• _What is asked_: Retype each line of these records without any changes, and omit the pictures from your answer.

^^^^

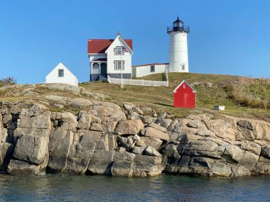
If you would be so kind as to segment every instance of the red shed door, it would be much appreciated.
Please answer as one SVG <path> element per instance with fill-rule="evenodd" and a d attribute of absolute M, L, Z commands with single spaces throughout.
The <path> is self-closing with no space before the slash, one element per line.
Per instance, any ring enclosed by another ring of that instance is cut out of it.
<path fill-rule="evenodd" d="M 174 106 L 195 108 L 195 94 L 190 88 L 181 88 L 173 94 Z"/>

^^^^

• _The solution_:
If you would be so kind as to segment every instance of the red shed door, it would be much appreciated.
Please answer as one SVG <path> element per instance with fill-rule="evenodd" and a d attribute of absolute M, L, Z commands with single spaces throughout.
The <path> is self-closing with no space before the slash, one element per line.
Per instance, any ring enclosed by another ring of that instance is cut out of it.
<path fill-rule="evenodd" d="M 174 106 L 195 108 L 195 94 L 190 88 L 181 88 L 173 94 Z"/>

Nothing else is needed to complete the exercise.